ACTIVITY: Copy out, word for word, the lines from the start of the data below through the line containing "Find the blue siding", and no others.

RECORDS TO PROCESS:
────────

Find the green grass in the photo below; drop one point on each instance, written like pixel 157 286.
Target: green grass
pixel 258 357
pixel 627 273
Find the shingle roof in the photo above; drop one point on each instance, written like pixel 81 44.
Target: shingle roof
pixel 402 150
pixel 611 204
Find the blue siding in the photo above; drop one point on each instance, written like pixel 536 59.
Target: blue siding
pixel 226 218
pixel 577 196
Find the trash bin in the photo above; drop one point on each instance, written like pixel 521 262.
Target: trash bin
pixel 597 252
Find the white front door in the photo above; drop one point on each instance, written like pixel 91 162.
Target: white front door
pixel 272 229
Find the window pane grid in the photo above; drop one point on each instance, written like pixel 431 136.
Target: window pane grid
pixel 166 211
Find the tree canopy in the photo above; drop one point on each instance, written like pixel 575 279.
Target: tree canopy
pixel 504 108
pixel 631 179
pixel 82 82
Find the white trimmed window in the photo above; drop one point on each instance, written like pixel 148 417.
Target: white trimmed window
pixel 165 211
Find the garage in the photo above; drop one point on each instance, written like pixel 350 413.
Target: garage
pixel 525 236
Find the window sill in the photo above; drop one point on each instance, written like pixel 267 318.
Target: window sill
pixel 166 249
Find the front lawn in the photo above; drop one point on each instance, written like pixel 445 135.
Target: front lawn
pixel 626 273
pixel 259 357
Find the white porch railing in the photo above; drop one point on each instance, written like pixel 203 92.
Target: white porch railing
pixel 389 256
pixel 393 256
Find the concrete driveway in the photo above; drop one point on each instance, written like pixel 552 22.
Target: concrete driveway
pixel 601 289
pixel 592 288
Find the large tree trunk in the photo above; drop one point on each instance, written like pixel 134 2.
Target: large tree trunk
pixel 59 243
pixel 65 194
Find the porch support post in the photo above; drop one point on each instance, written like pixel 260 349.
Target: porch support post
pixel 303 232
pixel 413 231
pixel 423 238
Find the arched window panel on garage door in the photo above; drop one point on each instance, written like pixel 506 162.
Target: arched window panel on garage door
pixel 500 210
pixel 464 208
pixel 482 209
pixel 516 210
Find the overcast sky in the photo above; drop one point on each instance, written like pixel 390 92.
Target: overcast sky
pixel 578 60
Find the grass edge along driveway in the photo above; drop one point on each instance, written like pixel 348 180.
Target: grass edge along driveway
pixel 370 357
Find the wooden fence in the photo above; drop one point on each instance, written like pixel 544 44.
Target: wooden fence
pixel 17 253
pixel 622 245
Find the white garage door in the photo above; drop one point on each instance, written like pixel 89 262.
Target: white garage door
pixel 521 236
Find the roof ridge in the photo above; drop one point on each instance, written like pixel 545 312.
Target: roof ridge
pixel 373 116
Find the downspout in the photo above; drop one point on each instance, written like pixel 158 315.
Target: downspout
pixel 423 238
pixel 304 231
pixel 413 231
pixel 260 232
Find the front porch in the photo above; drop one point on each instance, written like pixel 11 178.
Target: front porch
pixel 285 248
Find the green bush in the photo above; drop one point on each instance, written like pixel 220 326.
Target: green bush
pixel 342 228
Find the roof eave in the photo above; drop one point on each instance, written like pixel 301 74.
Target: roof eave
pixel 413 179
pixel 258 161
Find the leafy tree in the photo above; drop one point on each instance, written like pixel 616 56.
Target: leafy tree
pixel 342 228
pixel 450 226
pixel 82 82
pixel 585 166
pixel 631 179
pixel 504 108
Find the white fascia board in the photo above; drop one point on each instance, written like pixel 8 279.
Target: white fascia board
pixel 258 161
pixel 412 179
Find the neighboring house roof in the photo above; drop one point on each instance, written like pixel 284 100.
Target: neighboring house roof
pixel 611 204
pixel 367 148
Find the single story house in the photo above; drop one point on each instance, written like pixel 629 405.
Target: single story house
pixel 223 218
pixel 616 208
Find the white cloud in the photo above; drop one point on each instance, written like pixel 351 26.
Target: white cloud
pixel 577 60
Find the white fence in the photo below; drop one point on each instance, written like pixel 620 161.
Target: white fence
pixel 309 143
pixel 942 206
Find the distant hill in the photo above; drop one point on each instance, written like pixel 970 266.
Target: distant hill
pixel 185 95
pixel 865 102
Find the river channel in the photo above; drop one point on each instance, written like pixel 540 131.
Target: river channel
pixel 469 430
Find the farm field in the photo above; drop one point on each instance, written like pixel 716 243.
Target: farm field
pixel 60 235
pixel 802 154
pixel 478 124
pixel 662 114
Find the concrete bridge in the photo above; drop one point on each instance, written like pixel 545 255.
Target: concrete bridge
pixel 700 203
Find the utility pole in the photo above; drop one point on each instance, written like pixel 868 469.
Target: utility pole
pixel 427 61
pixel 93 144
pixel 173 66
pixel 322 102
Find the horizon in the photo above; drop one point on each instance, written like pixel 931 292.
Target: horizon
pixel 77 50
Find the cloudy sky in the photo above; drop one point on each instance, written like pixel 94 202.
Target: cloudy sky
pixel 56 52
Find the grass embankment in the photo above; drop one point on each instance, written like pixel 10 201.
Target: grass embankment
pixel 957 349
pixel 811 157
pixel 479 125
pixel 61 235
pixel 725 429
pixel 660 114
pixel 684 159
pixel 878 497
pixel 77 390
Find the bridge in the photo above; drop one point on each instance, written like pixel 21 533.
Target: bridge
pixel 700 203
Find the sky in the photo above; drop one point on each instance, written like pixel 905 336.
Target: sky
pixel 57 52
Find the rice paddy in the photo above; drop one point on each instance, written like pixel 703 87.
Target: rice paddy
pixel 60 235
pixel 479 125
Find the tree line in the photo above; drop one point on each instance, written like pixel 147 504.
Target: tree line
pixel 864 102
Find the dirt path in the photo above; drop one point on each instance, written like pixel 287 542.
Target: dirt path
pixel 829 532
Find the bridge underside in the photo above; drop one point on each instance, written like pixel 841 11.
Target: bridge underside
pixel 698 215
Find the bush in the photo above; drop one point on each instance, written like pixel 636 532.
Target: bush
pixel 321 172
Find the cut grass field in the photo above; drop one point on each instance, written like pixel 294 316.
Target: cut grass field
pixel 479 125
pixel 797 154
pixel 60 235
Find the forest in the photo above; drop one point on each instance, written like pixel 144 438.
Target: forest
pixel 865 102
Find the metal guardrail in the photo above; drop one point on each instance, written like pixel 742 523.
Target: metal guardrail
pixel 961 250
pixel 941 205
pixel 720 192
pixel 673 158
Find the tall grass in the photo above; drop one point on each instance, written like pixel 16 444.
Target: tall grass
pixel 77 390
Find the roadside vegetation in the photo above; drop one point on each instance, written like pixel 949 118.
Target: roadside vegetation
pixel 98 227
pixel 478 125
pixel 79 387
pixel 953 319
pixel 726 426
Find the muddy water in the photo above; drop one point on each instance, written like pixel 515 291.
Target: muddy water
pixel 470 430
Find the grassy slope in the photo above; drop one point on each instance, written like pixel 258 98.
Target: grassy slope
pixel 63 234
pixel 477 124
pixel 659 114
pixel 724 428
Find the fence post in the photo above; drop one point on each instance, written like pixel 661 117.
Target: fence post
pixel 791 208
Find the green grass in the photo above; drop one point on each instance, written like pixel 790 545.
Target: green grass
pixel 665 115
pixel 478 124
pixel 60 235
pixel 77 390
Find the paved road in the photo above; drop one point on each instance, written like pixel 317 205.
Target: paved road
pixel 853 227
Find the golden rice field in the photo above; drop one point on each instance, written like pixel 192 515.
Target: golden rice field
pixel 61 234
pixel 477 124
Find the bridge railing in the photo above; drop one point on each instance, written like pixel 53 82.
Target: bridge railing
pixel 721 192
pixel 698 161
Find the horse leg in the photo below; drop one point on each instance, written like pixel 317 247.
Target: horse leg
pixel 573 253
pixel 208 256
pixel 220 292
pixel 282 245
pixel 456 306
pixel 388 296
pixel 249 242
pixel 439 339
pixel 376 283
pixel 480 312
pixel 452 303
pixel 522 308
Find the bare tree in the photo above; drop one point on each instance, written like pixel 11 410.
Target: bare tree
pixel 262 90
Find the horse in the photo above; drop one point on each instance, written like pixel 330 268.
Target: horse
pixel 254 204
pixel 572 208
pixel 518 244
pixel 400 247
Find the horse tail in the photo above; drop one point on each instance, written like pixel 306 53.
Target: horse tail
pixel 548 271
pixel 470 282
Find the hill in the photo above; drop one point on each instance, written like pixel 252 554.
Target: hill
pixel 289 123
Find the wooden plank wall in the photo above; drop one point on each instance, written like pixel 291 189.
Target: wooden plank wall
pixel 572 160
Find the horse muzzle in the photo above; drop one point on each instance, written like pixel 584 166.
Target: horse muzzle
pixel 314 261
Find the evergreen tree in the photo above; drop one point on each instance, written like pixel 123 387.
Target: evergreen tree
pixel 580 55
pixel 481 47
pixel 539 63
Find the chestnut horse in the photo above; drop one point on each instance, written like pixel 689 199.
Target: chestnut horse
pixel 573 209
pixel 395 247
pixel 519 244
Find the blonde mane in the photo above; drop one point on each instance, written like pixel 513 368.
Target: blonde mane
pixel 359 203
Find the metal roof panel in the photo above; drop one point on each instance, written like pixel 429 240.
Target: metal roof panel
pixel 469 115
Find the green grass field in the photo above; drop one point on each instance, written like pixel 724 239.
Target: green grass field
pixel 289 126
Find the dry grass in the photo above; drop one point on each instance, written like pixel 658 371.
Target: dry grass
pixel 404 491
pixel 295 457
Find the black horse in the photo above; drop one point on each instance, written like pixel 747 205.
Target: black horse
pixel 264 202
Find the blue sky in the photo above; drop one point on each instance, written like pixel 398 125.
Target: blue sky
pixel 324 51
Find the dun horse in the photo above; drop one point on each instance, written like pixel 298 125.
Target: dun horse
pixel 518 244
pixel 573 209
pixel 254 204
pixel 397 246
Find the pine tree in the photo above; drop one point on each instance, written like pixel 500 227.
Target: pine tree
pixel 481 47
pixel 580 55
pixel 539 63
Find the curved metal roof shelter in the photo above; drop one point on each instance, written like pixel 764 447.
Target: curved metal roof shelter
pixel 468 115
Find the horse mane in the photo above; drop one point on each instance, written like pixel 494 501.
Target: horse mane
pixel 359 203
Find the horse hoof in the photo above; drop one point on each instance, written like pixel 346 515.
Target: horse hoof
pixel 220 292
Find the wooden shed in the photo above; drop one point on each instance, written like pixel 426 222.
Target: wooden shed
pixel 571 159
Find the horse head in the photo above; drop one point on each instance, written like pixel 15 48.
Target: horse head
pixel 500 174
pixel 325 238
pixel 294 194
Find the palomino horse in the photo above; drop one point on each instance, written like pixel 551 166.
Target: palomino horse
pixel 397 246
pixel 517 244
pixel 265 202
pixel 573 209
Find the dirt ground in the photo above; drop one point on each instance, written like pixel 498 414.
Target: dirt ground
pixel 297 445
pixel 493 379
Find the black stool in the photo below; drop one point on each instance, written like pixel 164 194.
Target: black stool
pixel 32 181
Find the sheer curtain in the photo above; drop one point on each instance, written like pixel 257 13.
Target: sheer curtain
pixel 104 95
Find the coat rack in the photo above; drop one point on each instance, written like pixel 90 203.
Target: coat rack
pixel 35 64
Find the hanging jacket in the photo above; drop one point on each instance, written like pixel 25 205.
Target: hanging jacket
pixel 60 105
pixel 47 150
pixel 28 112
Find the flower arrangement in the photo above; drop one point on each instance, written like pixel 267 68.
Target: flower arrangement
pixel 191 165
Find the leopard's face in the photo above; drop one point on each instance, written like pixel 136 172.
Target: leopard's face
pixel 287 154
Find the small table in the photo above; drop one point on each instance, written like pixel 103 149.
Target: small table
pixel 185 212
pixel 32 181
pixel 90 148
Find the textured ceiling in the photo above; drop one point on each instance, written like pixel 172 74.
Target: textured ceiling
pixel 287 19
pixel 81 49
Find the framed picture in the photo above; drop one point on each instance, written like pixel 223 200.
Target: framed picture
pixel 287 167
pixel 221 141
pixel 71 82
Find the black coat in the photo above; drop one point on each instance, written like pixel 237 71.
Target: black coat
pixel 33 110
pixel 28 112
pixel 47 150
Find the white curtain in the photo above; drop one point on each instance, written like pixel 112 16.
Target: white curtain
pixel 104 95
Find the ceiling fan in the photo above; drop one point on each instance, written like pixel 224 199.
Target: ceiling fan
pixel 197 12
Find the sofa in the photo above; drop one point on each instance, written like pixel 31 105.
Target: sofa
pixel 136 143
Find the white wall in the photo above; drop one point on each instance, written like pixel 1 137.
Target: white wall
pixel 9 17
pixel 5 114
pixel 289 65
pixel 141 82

────────

ANSWER BOX:
Find the green grass in the photo below; drop one point on each instance, written like pixel 157 286.
Target: green grass
pixel 258 357
pixel 627 273
Find the shingle roof in the photo above; drop one point on each instance, written like pixel 81 44.
Target: shingle roof
pixel 402 150
pixel 611 204
Find the blue siding in the photo above; drop one point on each instance, written like pixel 536 59.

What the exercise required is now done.